Source document

So, quite naturally, the Christian community became the ‘family’ for those who were rejected or cast out by their blood relations - the community became a family of whoever does the will of God. Christians effectively became sisters and brothers to each other in the faith, as a way of accepting their inclusion in the Christian family.

And ‘inclusion’ is a key idea here, because Mark reinforces the theme time and time again. In the four chapters which follow today’s reading, Jesus spends his time travelling from place to place around Galilee and the cities of the North, sharing his message, healing diseases, being seen, being heard, and getting known. But when you look at the cultures and faiths of the places he visits, you see that he spends as much time in gentile or pagan towns as he does in Jewish ones.

He cris-crosses Lake Galilee a number of times; but only the western side of Lake Galilee was Jewish: the eastern side was gentile. And everything he taught and did and accomplished in those eastern towns of Gerasa, Bethsaida and Caesarea Philippi was among gentile communities; just as everything he did in Capernaum, Magdala and Nazareth was among Jewish communities.

Exercise brief
In the passage on inclusion in Mark, which side of Lake Galilee was Jewish?

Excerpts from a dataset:
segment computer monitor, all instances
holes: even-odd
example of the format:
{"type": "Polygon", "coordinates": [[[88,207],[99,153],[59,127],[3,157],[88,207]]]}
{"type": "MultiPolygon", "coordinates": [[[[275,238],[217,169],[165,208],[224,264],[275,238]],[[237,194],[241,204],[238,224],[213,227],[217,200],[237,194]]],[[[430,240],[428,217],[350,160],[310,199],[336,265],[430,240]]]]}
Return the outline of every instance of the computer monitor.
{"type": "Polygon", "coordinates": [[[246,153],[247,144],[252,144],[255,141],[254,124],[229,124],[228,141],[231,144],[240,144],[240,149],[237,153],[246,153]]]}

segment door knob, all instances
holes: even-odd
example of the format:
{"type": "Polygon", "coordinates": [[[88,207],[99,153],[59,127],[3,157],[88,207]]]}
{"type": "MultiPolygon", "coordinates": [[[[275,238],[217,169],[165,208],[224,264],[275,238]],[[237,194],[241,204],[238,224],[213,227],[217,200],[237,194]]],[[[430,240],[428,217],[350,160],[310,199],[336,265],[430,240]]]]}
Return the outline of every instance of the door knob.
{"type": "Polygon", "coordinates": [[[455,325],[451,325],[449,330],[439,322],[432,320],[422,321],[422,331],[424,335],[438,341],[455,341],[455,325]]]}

Exercise output
The western side.